▶ **What the exercise asks**
When you reach the line containing "# mark a point on every instance of the flowering" in the records below, set it down exactly, together with every later line through the end, but not the pictures.

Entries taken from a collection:
____________
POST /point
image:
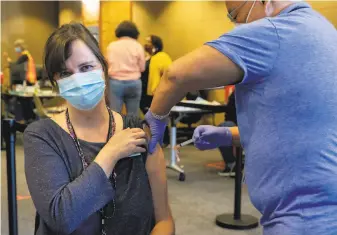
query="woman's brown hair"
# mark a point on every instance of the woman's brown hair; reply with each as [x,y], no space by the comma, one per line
[57,49]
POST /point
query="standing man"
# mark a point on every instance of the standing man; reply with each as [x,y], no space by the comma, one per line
[284,68]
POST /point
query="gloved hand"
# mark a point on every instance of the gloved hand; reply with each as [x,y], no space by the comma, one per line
[157,128]
[210,137]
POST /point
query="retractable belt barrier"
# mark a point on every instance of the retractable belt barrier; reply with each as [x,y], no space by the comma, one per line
[9,129]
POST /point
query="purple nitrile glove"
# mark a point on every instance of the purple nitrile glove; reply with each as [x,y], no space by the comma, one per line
[210,137]
[157,128]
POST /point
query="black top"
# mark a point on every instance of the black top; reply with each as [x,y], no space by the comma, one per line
[68,199]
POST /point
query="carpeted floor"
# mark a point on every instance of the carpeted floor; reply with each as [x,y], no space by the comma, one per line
[194,203]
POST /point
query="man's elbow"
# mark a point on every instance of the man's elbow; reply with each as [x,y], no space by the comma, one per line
[173,76]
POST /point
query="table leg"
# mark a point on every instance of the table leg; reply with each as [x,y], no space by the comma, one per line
[173,142]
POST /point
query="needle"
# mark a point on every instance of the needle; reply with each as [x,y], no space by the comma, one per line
[186,142]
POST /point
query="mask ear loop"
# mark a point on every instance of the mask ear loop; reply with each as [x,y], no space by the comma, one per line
[250,11]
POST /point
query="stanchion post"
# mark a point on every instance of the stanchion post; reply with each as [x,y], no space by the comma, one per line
[10,137]
[237,221]
[238,181]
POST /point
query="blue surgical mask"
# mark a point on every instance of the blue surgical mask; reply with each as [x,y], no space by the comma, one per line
[83,90]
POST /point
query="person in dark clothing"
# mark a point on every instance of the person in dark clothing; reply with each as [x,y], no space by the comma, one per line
[22,72]
[87,169]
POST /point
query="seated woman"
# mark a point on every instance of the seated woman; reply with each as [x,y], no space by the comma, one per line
[87,168]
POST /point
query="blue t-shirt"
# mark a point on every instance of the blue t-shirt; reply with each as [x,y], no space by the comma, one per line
[287,117]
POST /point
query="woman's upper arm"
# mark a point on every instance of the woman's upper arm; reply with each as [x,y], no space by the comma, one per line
[156,170]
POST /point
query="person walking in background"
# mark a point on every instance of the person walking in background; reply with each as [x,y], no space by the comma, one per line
[24,57]
[126,60]
[158,62]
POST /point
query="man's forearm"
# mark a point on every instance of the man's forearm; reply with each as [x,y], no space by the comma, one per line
[203,68]
[235,135]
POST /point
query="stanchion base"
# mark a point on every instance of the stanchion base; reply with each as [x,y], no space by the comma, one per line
[228,221]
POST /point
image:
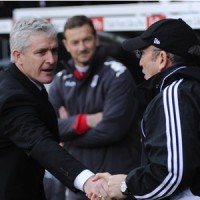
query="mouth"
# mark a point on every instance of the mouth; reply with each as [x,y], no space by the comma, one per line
[48,70]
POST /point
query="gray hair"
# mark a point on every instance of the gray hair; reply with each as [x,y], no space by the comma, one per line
[26,27]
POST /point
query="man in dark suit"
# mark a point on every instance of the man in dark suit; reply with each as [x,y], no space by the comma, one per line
[28,124]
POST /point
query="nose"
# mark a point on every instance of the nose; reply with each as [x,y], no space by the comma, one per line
[51,57]
[82,46]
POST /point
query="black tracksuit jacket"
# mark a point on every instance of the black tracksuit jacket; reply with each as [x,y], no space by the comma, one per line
[170,135]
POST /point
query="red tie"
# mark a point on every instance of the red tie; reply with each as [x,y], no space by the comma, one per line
[79,75]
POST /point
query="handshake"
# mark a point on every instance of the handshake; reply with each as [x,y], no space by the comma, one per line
[104,186]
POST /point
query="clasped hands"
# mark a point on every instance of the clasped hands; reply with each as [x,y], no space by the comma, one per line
[104,186]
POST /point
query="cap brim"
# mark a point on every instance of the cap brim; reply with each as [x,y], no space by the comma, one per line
[134,44]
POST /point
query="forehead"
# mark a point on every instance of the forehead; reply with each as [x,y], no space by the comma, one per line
[41,39]
[78,32]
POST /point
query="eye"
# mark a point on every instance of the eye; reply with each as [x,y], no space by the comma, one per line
[139,53]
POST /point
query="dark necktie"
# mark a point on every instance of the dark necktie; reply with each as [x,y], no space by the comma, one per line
[79,75]
[44,92]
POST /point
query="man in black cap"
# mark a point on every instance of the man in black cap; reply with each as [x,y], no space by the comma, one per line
[170,169]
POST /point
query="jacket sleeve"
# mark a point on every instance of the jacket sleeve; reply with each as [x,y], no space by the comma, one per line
[25,129]
[170,142]
[56,96]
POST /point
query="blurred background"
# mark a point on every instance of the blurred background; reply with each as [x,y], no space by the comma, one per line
[115,21]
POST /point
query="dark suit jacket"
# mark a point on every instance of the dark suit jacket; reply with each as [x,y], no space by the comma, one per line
[29,140]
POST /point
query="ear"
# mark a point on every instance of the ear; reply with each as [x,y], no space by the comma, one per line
[17,56]
[65,44]
[164,61]
[97,40]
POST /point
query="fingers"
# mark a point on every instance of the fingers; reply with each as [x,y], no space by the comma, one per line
[105,176]
[63,114]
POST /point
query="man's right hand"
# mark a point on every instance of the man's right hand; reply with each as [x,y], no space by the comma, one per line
[96,189]
[94,119]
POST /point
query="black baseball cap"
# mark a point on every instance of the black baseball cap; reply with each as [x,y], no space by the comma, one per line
[171,35]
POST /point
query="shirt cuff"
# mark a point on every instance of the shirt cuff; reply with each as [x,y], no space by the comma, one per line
[82,178]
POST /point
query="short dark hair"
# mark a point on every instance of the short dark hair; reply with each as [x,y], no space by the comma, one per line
[78,21]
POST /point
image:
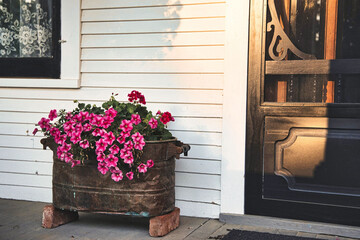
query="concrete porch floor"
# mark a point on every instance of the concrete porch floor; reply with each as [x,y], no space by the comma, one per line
[22,220]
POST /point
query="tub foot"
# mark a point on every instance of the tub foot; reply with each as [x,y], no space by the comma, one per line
[54,217]
[162,225]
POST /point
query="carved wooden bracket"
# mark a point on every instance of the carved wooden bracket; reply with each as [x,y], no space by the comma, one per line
[285,44]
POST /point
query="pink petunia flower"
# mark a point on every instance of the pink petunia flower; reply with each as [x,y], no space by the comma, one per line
[65,147]
[150,163]
[135,119]
[109,138]
[114,149]
[52,114]
[117,175]
[96,132]
[84,144]
[111,112]
[107,121]
[54,132]
[111,161]
[44,123]
[87,127]
[166,117]
[79,128]
[139,141]
[100,157]
[153,123]
[142,168]
[81,116]
[125,152]
[75,163]
[101,145]
[68,157]
[103,168]
[129,159]
[130,175]
[126,125]
[128,145]
[60,139]
[97,121]
[76,137]
[68,116]
[121,139]
[35,131]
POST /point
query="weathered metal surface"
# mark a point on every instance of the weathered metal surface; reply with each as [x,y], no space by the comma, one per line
[84,188]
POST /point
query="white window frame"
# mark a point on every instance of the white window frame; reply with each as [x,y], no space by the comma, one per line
[70,53]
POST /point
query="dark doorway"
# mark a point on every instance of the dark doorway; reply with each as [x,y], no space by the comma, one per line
[303,118]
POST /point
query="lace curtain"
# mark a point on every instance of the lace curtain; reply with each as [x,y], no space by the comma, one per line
[25,28]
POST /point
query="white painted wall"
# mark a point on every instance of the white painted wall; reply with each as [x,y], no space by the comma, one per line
[170,50]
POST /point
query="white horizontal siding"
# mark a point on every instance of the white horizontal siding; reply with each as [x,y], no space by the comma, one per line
[155,53]
[155,26]
[158,81]
[90,4]
[170,50]
[153,40]
[155,13]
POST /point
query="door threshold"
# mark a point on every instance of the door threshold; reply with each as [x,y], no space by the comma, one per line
[291,225]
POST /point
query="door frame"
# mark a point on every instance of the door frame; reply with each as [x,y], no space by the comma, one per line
[257,109]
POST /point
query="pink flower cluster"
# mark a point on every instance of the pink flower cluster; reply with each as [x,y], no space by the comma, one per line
[117,142]
[110,149]
[135,95]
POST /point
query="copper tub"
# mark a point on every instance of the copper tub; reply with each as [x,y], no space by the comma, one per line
[84,188]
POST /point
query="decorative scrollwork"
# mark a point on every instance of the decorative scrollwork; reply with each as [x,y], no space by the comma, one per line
[285,44]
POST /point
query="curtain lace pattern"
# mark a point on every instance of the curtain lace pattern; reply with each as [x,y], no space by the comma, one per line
[25,28]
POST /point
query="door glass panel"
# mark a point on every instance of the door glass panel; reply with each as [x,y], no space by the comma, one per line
[25,28]
[299,30]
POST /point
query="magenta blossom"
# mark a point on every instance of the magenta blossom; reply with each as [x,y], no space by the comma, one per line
[107,121]
[153,123]
[111,160]
[150,163]
[130,175]
[166,117]
[117,175]
[96,132]
[109,138]
[100,157]
[44,123]
[139,141]
[84,144]
[60,139]
[114,149]
[142,168]
[126,125]
[97,121]
[75,162]
[54,132]
[121,139]
[129,159]
[111,112]
[102,168]
[128,145]
[35,131]
[124,153]
[87,127]
[101,145]
[135,119]
[52,114]
[76,137]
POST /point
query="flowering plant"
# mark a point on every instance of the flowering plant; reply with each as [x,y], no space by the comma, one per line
[115,133]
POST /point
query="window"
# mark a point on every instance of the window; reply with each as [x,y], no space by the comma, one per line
[29,38]
[313,51]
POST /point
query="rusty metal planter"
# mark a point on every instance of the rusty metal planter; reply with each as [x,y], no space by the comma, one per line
[84,188]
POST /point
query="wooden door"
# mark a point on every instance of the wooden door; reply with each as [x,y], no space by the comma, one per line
[303,116]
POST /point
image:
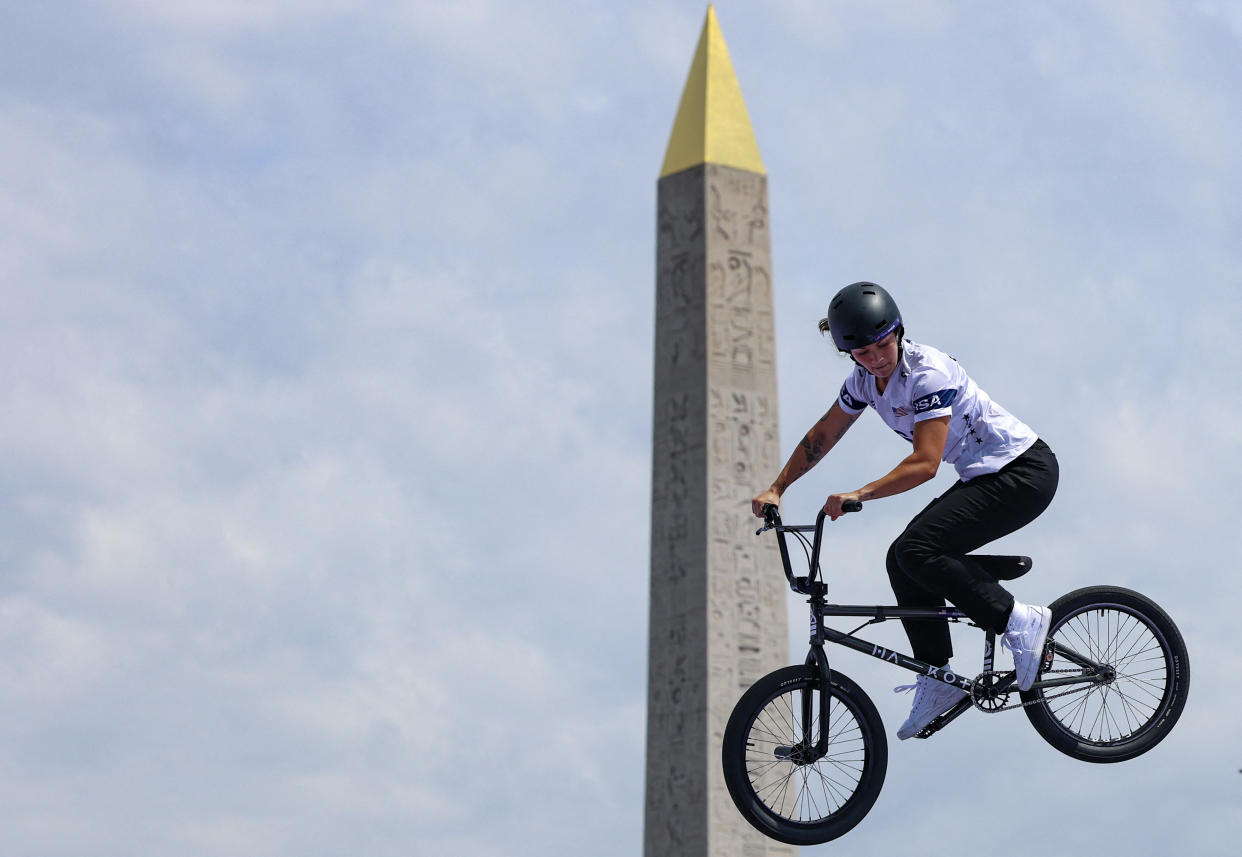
____________
▶ **Answer box**
# mark a point on every instance of the flowering plant; reply with each as [x,y], no space by the comma, one per line
[115,133]
POST /point
query="window"
# mark a point on every instance of the window; reply with each as [x,y], no space by the comma, one per line
[29,38]
[313,51]
POST /point
query="rusty metal planter"
# mark a point on every instance of the rusty metal planter; reply with each as [x,y], no space by the comma, one per line
[84,188]
POST /point
query="wooden door"
# mark a point on every instance of the wooden door; reply with each as [x,y], no space by the comma, one per line
[303,116]
POST /point
image:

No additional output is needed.